:: What to work on ::
Edit the data below so that every "keypoint" reads "marker" and nothing else changes. Leave the pictures out of your answer.
━━━━━━━━━━━━━━━━━━━━━━━━━━━━━━
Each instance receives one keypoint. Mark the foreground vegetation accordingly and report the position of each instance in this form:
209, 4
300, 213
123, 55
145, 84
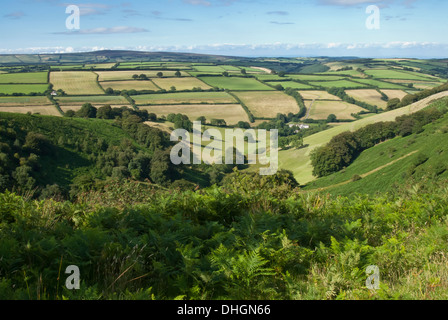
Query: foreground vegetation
250, 239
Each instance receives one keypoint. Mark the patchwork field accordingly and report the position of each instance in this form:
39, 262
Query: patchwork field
320, 110
298, 161
318, 95
23, 88
290, 84
184, 97
94, 100
46, 110
309, 77
77, 107
23, 101
394, 94
127, 75
129, 85
231, 113
380, 84
370, 96
338, 84
181, 83
236, 83
76, 82
30, 77
268, 105
396, 74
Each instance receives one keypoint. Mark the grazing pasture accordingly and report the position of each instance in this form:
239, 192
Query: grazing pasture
23, 88
130, 85
23, 101
94, 100
184, 97
180, 83
76, 82
338, 84
268, 105
47, 110
236, 83
290, 84
320, 110
394, 94
369, 96
318, 95
127, 74
231, 113
29, 77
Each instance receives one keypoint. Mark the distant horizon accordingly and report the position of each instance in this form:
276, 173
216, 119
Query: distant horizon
242, 28
227, 55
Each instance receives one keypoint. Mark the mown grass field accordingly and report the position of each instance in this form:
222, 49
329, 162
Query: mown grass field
95, 100
129, 85
380, 84
370, 96
389, 161
23, 88
396, 74
186, 83
290, 84
338, 84
46, 110
23, 101
231, 113
76, 82
268, 105
298, 161
127, 74
312, 77
236, 83
318, 95
184, 97
394, 94
29, 77
341, 109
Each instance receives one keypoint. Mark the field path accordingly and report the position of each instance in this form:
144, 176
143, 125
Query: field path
368, 173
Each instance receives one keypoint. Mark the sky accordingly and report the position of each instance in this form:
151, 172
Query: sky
253, 28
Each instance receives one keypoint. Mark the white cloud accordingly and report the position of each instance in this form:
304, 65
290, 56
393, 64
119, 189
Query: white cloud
113, 30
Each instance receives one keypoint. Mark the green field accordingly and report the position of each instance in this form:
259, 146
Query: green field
184, 97
338, 84
380, 84
102, 99
76, 82
389, 161
290, 84
396, 74
129, 85
23, 88
236, 83
298, 161
23, 101
268, 104
309, 77
31, 77
231, 113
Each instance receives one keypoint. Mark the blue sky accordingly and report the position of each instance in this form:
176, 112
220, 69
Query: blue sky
408, 28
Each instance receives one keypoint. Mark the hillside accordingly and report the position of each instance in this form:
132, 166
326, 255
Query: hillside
393, 163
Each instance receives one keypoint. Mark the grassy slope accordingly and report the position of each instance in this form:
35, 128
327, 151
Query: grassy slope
387, 164
298, 161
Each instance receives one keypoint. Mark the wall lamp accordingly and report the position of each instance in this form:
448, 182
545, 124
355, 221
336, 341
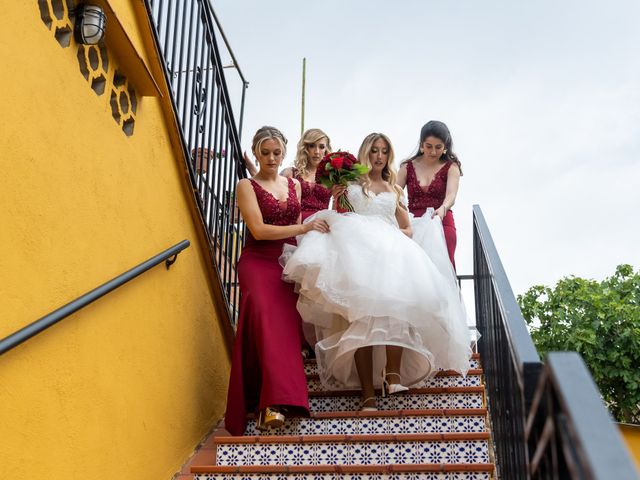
━━━━━━━━━━━━━━━━━━━━━━━━━━━━━━
:: Response ::
Each instance receives one marker. Mark the foreground vegetation accordingly and report the position of each instance in this form:
209, 4
300, 213
123, 55
145, 84
Query: foreground vegetation
250, 239
Each instance receives one marker. Mark the patchwork field accordingly and report the position of each instance in this form:
39, 262
Query: patchwork field
320, 110
298, 161
318, 95
23, 88
290, 84
184, 97
94, 100
46, 110
309, 77
77, 107
23, 101
394, 94
127, 75
129, 85
231, 113
380, 84
370, 96
338, 84
181, 83
236, 83
76, 82
30, 77
268, 105
396, 74
Each instance receives one marker. Mark the grazing pasture accordingly and report the position of each instance in this form:
239, 192
Query: grazing pasture
23, 88
130, 85
23, 101
94, 100
184, 97
180, 83
76, 82
338, 84
268, 105
47, 110
236, 83
290, 84
320, 110
394, 94
369, 96
318, 95
127, 74
231, 113
29, 77
Each instance receives one marker. Mark the distant horizon accordingly and report the position of each instance in this form:
276, 173
216, 119
Query: distant horizon
242, 28
227, 55
Each instance receives one marker. Mark the mown grass field accordingly and report the position of each instance in this form:
222, 49
329, 162
Query: mown grass field
95, 100
129, 85
380, 84
370, 96
389, 161
23, 88
396, 74
186, 83
290, 84
338, 84
46, 110
23, 101
231, 113
76, 82
268, 105
298, 161
127, 74
312, 77
236, 83
318, 95
184, 97
394, 94
29, 77
341, 109
Each instance receives one marker. Mark the field path accordingly and report the position of each instance in this form:
144, 176
143, 125
Query: field path
368, 173
Each instance receives one marker. Mark the sky accordingly and report the position of each instance in this form:
151, 172
Query: sky
253, 28
Each instance receives one marker. Mark the white cloud accordingly and report the position of each instance in this form:
304, 65
290, 56
393, 64
119, 189
Query: white cloud
113, 30
Each instance receives one marker. Mark the green field accordingly and report the position of each instance in this form:
259, 146
Query: green field
184, 97
338, 84
380, 84
102, 99
76, 82
389, 161
290, 84
396, 74
129, 85
23, 88
236, 83
298, 161
23, 101
268, 104
309, 77
31, 77
231, 113
Each instance receives one marker. Mark the blue sky accordingly and report the position of each instance in this form:
176, 112
220, 69
Query: blue sky
408, 28
Each instance receives one marker. Mark the hillside accordingly and report the position of each instance in this form:
132, 166
326, 255
Query: hillside
393, 163
Each instance receives one marker. Mark the grassy slope accordingly and report the position of each instance in this form:
35, 128
327, 151
Query: grassy slope
387, 164
298, 161
Each instance receives one marker. Mark the wall lamp accordingly and report the position of each instance in this form:
448, 182
545, 124
355, 221
336, 341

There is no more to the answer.